Thus, it would seem that under the foregoing authorities the defendant had the right to cease doing business at any time without thereby breaching its contract with its general agent for Oklahoma, the plaintiff, and the 90-day notice provision in the General Agent’s Agreement would not be brought into play under a cease doing business situation.

*670In passing, it should be noted that plaintiff, relying upon termination without the 90-day notice, seeks sizeable damages for practically destroying his organization and presented proof in support thereof by showing all his expenses and time spent and then deducting his 5% commissions received. In all events, such would not be the basis for the assessment of damages. See Massachusetts Bonding and Ins. Co. v. Johnston & Harder, Inc., 348 Pa. 512, 35 A.2d 721, which holds that basis for assessment of damages would be agent’s loss of profits on business he could write during the notice period. Also, see Foster v. Lincoln Fire Ins. Co., of New York, 5 Cir., 80 F.2d 336; and Pellet v. Manufacturers’ & Merchants’ Ins. Co. of Pittsburg, Pa., 7 Cir., 104 F. 502.
──────────────────────────────
**Requests**:
1. In the court opinion excerpt, which case holds that damages should be assessed on the agent's loss of profits on business he could write during the notice period?
2. Write out the court opinion excerpt between "Thus, it would" and "doing business situation.", inclusive.
3. How would you render this sentence from the court opinion excerpt in Spanish: "In all events, such would not be the basis for the assessment of damages."

Dataset records
──────────────────────────────
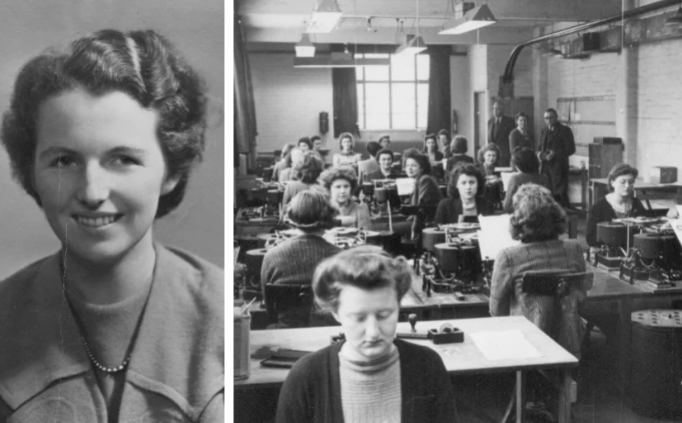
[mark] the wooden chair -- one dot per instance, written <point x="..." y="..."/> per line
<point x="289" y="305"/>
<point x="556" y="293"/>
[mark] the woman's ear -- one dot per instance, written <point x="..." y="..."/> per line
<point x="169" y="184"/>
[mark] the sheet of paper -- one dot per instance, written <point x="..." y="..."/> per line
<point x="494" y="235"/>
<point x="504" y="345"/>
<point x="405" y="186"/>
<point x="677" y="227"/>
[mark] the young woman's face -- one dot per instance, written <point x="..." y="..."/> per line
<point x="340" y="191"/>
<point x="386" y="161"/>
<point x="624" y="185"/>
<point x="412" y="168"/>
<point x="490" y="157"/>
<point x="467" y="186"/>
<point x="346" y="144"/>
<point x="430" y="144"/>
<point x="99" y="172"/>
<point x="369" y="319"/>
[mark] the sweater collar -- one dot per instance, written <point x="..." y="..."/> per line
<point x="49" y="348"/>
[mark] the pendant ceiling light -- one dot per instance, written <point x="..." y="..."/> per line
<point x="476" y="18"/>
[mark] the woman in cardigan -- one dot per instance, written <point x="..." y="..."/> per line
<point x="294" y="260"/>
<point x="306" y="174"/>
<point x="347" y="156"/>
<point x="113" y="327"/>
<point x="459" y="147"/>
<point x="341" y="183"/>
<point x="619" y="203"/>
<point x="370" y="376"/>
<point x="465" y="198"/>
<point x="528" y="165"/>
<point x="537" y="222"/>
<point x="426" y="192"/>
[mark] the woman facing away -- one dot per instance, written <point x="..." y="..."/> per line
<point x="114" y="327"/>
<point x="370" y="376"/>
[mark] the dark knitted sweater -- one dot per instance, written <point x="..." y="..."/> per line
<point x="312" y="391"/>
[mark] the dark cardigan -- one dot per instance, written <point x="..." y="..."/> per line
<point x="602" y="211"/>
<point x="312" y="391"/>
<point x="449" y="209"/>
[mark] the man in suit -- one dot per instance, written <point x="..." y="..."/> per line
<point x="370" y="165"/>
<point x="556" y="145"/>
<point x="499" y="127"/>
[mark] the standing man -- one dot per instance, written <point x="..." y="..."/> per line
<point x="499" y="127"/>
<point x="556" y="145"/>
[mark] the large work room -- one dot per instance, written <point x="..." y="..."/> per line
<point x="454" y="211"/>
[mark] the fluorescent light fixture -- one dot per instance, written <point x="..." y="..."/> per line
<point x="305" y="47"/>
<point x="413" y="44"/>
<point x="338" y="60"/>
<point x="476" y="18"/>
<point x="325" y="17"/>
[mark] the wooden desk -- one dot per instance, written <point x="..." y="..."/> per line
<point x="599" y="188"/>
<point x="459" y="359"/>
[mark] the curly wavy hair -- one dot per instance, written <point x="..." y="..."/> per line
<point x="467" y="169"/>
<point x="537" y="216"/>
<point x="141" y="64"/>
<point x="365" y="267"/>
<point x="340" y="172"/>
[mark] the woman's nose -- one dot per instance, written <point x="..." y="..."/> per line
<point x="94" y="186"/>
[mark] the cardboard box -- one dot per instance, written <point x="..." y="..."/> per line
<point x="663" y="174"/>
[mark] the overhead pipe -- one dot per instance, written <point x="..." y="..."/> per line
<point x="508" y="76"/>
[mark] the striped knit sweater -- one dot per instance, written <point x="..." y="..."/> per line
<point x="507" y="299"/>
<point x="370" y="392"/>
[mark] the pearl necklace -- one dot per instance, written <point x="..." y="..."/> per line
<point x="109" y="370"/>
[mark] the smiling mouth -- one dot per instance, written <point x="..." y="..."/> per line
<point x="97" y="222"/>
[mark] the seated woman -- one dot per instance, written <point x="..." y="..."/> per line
──────────────────────────────
**Worked answers**:
1. Massachusetts Bonding and Ins. Co. v. Johnston & Harder, Inc., 348 Pa. 512, 35 A.2d 721

2.
Thus, it would seem that under the foregoing authorities the defendant had the right to cease doing business at any time without thereby breaching its contract with its general agent for Oklahoma, the plaintiff, and the 90-day notice provision in the General Agent’s Agreement would not be brought into play under a cease doing business situation.

3. En todo caso, eso no sería la base para la determinación de los daños y perjuicios.